Available data START
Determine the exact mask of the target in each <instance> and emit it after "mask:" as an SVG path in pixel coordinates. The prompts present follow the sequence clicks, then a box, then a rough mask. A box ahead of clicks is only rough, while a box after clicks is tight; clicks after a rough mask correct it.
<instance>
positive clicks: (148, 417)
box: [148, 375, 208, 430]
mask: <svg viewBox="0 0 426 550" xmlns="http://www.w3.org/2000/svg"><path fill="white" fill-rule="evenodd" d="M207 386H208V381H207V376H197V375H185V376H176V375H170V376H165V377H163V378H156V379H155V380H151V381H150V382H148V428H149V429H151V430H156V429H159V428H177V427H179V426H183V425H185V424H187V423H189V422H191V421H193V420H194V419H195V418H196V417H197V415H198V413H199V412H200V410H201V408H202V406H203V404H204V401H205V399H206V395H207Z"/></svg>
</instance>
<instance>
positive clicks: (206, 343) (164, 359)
Available data END
Available data START
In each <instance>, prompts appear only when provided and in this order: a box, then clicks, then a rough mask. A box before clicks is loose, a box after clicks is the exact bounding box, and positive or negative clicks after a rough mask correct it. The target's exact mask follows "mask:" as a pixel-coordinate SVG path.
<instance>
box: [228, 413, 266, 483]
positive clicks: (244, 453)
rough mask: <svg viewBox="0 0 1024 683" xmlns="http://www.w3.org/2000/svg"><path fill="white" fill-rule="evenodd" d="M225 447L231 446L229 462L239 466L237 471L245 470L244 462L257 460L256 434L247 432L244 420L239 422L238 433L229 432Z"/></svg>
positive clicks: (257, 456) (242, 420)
Available data END
• Task objective: Given the records above, restate word for word only the lines starting at the one with "box: [228, 413, 266, 483]" and ending at the one with "positive clicks: (257, 456) (242, 420)".

• Answer to this problem:
box: [228, 413, 266, 483]
positive clicks: (244, 453)
rough mask: <svg viewBox="0 0 1024 683" xmlns="http://www.w3.org/2000/svg"><path fill="white" fill-rule="evenodd" d="M225 447L231 446L229 462L239 466L237 471L245 470L244 462L257 460L256 434L247 432L244 420L239 422L238 433L229 432Z"/></svg>
positive clicks: (257, 456) (242, 420)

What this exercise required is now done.